▸ **Exercise prompt**
Reproduce, word for word, the lines of the data below from the one containing "Could you mark every instance of the person" through the end of the data, inclusive.

▸ **Supplied material**
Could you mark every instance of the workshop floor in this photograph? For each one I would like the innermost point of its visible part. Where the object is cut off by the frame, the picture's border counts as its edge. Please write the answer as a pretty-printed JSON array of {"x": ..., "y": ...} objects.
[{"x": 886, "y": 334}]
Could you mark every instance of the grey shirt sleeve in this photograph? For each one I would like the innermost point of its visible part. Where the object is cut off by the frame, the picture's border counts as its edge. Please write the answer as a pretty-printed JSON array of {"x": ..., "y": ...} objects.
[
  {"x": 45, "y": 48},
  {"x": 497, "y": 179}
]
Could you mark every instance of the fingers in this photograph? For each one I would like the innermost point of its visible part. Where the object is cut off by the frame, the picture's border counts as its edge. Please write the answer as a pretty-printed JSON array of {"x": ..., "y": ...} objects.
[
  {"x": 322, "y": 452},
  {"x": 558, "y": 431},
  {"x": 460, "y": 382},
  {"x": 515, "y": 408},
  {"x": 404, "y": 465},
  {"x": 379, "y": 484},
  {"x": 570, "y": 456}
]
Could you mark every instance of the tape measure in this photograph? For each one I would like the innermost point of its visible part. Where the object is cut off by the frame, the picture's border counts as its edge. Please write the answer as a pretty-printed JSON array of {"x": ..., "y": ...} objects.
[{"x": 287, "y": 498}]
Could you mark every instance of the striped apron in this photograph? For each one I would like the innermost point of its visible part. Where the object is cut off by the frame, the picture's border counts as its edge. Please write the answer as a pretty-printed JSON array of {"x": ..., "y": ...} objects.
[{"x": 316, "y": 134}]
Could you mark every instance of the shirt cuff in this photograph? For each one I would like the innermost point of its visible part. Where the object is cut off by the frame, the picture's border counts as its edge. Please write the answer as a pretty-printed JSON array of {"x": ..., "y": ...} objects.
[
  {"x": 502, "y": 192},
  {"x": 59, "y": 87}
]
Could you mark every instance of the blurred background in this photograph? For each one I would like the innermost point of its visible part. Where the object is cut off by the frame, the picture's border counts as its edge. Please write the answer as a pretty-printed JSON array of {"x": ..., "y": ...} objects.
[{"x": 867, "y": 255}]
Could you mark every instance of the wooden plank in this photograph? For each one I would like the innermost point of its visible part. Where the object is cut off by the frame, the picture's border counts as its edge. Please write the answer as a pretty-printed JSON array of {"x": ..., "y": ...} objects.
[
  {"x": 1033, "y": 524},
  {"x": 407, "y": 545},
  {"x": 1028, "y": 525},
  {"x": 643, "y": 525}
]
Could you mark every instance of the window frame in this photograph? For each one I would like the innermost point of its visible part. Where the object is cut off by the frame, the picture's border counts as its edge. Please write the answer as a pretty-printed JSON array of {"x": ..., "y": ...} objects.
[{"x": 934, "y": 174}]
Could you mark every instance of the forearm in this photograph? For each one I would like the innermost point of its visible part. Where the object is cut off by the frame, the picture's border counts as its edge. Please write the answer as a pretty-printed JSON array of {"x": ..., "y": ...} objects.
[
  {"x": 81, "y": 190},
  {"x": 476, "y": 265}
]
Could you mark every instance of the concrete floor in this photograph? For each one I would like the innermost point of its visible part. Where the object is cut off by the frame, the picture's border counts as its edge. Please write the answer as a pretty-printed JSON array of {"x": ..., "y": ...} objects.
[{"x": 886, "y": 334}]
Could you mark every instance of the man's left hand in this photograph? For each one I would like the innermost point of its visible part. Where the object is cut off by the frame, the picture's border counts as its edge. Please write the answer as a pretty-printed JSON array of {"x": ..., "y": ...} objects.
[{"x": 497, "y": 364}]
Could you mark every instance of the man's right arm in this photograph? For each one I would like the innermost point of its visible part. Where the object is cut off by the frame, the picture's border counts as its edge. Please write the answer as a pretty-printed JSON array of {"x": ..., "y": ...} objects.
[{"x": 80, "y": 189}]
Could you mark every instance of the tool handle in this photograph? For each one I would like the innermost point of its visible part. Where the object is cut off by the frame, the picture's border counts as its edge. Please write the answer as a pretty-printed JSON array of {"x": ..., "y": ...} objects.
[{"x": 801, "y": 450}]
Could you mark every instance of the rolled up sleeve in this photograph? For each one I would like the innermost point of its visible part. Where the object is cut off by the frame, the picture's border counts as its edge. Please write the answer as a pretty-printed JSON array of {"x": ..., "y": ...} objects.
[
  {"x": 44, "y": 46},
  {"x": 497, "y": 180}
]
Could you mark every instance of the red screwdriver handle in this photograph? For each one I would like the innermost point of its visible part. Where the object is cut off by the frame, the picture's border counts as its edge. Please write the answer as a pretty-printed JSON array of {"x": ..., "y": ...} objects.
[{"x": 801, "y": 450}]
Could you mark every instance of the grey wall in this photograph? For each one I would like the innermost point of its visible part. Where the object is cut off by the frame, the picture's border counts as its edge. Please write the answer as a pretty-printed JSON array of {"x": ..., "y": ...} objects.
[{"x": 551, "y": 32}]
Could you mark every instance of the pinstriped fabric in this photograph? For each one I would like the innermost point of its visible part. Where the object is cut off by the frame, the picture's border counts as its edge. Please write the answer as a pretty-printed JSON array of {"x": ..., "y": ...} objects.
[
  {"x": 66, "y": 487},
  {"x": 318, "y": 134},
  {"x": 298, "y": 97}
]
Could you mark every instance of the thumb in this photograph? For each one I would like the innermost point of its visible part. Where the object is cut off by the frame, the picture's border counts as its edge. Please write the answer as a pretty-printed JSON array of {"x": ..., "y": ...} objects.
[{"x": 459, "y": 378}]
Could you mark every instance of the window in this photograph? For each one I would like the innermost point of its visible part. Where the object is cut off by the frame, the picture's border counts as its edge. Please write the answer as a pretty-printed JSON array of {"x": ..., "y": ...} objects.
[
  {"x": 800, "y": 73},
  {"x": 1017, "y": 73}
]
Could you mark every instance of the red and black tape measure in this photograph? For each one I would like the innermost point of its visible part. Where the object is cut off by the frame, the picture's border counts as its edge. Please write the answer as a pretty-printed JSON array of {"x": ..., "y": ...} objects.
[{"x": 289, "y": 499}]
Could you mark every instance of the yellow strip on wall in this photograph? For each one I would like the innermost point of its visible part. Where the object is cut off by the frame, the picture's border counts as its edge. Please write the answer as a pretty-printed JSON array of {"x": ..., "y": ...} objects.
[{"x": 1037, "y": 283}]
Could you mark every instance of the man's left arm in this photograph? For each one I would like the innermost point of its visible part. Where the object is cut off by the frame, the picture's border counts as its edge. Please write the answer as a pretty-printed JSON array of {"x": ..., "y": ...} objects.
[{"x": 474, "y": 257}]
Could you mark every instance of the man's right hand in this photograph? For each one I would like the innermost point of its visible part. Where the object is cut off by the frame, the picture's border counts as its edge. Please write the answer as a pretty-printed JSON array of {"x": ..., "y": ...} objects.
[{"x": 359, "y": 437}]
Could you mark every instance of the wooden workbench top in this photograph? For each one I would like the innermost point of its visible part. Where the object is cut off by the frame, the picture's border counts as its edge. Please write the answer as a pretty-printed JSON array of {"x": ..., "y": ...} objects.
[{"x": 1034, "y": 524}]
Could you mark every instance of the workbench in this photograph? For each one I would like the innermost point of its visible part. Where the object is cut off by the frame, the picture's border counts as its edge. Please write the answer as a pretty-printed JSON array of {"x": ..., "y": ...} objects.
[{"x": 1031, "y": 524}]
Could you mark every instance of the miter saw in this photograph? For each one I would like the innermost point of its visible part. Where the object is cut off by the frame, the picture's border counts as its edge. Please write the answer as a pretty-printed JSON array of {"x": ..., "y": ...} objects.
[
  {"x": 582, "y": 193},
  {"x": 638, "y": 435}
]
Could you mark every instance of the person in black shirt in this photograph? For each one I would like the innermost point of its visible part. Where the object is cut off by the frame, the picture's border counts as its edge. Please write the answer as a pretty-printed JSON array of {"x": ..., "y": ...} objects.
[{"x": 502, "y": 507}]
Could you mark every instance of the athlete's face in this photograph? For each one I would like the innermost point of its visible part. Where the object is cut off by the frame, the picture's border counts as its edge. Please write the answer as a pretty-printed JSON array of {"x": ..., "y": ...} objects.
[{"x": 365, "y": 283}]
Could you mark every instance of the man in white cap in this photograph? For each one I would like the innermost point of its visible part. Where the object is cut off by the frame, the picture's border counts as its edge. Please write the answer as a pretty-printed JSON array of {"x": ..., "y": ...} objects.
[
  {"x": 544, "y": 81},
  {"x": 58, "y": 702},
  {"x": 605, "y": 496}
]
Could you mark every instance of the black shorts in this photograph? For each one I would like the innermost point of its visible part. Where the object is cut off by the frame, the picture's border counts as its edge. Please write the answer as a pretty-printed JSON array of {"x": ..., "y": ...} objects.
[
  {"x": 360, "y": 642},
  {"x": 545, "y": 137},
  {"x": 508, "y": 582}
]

▸ **Answer to this exercise**
Could you mark every instance of the person in black shirt in this photograph? For each one I would like the innermost point of its visible part. Where the object is cut off by the frame, the picture's border counts as its edge. Please write the answer as a pretty-printed JSON array of {"x": ..., "y": ...} objects.
[{"x": 502, "y": 507}]
Could you mark every instance of the athlete's face in this photograph? For each one I would like the innermost point of its visible part. Where the object is cut off by the frame, the picture's border counts as its edge. Please write the answer as a pretty-printed JSON array of {"x": ..., "y": ...} objects.
[{"x": 365, "y": 283}]
Could you mark every instance of the man in white cap in this photograph? For each one I would like the innermost point of its visible part. Where the object is cut off by the frame, the picture's border counts as its edge. Please write the answer as a pretty-printed JSON array of {"x": ..., "y": ...} objects.
[
  {"x": 544, "y": 81},
  {"x": 58, "y": 702},
  {"x": 605, "y": 496}
]
Could you mark every instance of the black shorts in this photograph? For each one I would like the innermost point of its visible part. Where the object is cut off by the frame, the picture's border counts as its edge. Please write the answer as a pretty-printed JSON array of {"x": ..., "y": ...} objects.
[
  {"x": 360, "y": 642},
  {"x": 545, "y": 137},
  {"x": 508, "y": 582}
]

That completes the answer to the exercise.